*Exercise:*
Return each line of the entries that mentions the word "tower".

- Opening Delimiter -

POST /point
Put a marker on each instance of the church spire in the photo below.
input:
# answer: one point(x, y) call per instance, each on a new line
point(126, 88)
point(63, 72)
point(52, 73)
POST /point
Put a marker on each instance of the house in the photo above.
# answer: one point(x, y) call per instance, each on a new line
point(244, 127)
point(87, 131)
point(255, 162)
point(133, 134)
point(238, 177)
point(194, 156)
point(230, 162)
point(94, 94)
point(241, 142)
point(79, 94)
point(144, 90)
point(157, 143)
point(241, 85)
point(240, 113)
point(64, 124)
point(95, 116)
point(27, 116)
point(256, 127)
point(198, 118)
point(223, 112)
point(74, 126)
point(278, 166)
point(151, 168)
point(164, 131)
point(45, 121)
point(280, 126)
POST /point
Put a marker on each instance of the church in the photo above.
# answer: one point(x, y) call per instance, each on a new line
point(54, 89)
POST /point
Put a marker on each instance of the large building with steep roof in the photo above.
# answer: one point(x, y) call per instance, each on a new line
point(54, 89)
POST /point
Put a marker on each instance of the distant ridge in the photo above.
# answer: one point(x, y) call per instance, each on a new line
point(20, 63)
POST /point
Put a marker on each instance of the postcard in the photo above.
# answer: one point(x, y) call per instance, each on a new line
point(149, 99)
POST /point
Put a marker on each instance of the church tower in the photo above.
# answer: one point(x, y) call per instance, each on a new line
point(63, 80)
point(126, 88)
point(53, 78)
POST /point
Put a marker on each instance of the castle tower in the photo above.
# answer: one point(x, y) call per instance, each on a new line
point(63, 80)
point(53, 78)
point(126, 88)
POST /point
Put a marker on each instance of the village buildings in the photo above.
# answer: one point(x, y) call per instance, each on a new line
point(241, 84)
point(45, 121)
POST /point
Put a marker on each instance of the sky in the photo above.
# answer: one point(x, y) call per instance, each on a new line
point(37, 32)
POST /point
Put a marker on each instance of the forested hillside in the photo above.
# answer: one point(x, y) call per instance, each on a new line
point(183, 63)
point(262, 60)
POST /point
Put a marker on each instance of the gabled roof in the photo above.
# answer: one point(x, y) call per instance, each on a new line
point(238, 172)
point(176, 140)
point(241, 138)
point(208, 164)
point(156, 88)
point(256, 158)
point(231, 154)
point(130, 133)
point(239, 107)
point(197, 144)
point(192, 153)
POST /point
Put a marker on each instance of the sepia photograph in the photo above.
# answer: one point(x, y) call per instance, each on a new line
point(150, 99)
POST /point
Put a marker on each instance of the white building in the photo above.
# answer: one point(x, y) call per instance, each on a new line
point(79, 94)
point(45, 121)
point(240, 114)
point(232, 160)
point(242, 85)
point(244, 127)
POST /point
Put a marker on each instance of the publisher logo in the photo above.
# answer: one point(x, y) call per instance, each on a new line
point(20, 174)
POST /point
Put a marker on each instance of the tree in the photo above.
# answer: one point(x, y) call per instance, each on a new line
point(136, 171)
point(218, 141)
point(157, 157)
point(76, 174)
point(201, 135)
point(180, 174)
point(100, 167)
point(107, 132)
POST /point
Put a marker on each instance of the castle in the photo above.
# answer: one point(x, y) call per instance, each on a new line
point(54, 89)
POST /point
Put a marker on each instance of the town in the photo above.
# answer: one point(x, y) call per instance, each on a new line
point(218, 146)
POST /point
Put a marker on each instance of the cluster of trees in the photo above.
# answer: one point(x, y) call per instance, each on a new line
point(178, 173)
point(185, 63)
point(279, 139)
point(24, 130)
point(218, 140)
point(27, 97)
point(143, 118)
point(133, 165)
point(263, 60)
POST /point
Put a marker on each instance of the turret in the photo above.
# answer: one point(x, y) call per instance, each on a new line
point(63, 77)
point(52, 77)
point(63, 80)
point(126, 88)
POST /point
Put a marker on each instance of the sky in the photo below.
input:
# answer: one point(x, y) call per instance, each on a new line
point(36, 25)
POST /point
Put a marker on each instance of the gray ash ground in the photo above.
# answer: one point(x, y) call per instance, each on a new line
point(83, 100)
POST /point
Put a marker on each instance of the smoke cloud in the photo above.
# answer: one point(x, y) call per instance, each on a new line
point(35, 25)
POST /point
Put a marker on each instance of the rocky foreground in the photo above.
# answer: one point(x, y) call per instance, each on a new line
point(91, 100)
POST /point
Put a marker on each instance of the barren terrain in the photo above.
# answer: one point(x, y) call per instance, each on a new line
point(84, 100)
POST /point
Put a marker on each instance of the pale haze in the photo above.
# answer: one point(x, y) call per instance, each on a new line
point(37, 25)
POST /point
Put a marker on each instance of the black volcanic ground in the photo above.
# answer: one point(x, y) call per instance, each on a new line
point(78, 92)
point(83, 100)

- Closing Delimiter -

*Result of this task:*
Put a marker on each instance of the church tower in the photo above.
Put a marker on each instance of the castle tower in the photo above.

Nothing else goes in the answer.